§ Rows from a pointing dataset
---

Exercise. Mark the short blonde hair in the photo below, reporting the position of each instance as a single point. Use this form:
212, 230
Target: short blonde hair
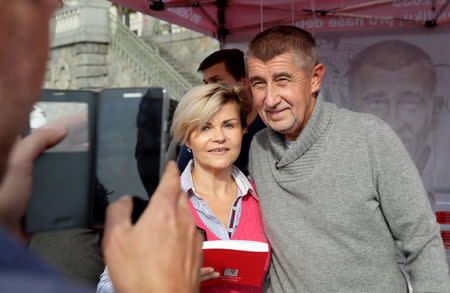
200, 103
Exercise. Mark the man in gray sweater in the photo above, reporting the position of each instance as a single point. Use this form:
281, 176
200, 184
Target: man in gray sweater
338, 191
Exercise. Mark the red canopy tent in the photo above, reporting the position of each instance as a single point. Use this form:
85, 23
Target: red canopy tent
233, 21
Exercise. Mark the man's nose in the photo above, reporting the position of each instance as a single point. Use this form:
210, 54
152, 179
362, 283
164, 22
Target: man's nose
272, 97
394, 117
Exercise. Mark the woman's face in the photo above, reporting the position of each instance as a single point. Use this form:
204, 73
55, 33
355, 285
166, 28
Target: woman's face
217, 144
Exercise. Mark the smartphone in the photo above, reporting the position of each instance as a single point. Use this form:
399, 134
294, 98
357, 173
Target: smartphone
116, 145
62, 175
132, 137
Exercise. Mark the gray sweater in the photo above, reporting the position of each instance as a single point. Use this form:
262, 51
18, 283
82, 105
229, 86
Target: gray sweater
338, 203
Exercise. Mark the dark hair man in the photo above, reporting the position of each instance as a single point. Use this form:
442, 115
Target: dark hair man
228, 66
337, 189
138, 261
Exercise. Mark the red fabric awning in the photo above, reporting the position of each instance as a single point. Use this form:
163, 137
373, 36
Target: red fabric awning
239, 20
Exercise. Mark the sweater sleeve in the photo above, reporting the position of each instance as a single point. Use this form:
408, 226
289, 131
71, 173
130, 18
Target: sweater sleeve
407, 210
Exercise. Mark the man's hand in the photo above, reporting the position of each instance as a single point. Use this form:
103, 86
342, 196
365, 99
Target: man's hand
15, 189
162, 251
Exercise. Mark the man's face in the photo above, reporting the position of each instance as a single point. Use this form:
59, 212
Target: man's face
402, 98
219, 74
283, 93
23, 54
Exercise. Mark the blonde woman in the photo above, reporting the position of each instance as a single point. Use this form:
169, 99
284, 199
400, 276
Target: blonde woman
211, 120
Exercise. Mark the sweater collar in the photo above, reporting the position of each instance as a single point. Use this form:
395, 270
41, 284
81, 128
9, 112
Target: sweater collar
310, 134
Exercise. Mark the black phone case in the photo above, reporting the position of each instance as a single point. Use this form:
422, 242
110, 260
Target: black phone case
62, 181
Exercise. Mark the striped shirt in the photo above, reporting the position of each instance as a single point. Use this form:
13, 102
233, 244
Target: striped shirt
205, 213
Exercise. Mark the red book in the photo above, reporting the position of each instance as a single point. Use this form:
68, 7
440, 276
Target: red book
237, 261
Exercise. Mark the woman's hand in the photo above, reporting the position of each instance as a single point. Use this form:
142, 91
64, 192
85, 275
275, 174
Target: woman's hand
208, 273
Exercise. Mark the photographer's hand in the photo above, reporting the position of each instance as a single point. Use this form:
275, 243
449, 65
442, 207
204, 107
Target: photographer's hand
15, 189
162, 251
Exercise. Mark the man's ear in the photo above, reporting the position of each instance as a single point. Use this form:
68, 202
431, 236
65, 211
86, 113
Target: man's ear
437, 107
317, 75
187, 143
244, 81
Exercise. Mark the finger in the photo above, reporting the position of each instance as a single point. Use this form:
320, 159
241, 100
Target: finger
118, 213
206, 271
213, 275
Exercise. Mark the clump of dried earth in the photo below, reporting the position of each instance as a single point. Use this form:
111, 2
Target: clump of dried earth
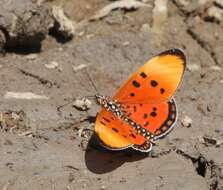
46, 143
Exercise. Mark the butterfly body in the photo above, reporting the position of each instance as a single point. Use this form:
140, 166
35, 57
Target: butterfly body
118, 110
143, 110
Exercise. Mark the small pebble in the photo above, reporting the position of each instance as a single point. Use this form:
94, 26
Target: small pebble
186, 121
215, 68
82, 104
52, 65
216, 13
193, 67
126, 43
79, 67
31, 56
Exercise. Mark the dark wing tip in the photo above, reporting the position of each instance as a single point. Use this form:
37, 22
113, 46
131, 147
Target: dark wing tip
175, 51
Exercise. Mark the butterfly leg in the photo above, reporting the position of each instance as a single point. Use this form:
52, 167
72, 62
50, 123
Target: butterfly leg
145, 147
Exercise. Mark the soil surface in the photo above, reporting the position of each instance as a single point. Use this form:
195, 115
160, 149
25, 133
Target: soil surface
46, 143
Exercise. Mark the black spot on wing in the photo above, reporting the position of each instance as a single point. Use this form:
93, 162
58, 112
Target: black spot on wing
153, 114
132, 135
143, 75
107, 120
102, 123
135, 84
162, 90
145, 115
146, 124
153, 83
114, 129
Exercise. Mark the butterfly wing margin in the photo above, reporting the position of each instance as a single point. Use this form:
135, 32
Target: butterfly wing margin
172, 116
156, 81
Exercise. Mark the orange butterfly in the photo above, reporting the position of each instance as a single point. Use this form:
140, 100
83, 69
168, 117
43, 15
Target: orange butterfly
143, 110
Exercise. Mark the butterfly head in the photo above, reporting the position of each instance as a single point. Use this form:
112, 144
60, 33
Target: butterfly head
102, 100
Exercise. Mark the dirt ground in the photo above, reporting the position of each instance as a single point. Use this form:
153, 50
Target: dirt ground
44, 145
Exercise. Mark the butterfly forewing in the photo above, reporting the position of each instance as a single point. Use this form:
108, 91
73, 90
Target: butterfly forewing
156, 81
146, 99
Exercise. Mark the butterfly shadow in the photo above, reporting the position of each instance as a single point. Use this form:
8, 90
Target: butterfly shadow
99, 160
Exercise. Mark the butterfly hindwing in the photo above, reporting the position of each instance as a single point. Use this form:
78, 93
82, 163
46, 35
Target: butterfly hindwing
158, 118
114, 133
156, 81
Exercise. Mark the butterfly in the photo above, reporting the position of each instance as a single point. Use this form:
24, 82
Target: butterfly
143, 110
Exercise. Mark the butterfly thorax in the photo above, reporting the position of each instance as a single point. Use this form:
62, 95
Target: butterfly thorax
110, 105
119, 111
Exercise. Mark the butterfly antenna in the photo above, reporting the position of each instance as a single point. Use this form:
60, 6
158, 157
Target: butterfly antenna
91, 80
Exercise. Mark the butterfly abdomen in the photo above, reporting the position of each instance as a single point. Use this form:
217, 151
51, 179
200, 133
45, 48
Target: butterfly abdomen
117, 109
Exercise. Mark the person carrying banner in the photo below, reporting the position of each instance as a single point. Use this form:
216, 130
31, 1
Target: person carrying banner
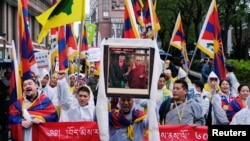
243, 116
127, 123
32, 108
180, 109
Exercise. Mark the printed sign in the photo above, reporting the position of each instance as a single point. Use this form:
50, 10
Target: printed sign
66, 131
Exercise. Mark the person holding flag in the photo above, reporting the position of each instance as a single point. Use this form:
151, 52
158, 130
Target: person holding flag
32, 108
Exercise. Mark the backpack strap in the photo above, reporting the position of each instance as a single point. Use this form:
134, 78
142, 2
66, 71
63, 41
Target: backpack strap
164, 109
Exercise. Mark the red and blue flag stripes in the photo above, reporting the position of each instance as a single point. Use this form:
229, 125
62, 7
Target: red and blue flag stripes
213, 31
27, 57
13, 86
71, 42
62, 48
84, 46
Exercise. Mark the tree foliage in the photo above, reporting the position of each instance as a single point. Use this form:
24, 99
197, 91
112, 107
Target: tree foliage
232, 13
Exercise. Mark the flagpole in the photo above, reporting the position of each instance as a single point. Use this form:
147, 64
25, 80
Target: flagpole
80, 44
195, 50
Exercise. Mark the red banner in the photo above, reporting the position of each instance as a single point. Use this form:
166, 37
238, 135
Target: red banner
66, 131
182, 133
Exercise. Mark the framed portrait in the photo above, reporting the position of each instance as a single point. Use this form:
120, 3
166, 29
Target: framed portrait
128, 67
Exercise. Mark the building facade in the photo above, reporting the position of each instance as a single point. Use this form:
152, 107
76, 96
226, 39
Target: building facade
9, 24
108, 15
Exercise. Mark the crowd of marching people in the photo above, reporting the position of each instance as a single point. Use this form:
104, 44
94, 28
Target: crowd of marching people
59, 97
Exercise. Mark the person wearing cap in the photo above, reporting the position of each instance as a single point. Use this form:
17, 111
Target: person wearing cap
183, 75
32, 108
127, 123
51, 91
233, 81
206, 69
72, 80
118, 72
43, 79
243, 116
216, 114
200, 97
239, 102
169, 79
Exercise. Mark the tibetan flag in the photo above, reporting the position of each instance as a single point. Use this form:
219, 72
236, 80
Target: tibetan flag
150, 18
210, 40
137, 7
178, 40
71, 42
130, 25
84, 46
54, 45
91, 29
27, 58
54, 49
62, 48
62, 13
178, 37
15, 81
44, 31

---

§ Directions for this task
From the line holding "Exercise. Mark the crowd" to the last line of the records, quote each line exactly and add nothing.

§ Exercise response
Exercise. Mark the crowd of marching people in the photo above, reporting the position of each instance as a single point. Use this form:
104, 44
94, 28
Target: crowd of marching people
59, 97
Exercise. Mark the person wearing cap in the photo above, reporting the position of each instance as a single point. Use this form:
17, 111
Target: person wearing cap
183, 75
32, 108
127, 123
51, 91
233, 81
206, 69
72, 80
118, 72
43, 79
243, 116
216, 114
200, 97
239, 102
169, 79
Exercise. Mark the tibetan flag in the photo above, reporting the position of each instance as a single point. Use this form:
219, 72
236, 80
Target: tibetan flag
150, 18
210, 40
137, 7
178, 40
71, 42
130, 25
84, 46
54, 45
91, 29
27, 58
54, 49
62, 48
62, 13
178, 37
15, 81
44, 31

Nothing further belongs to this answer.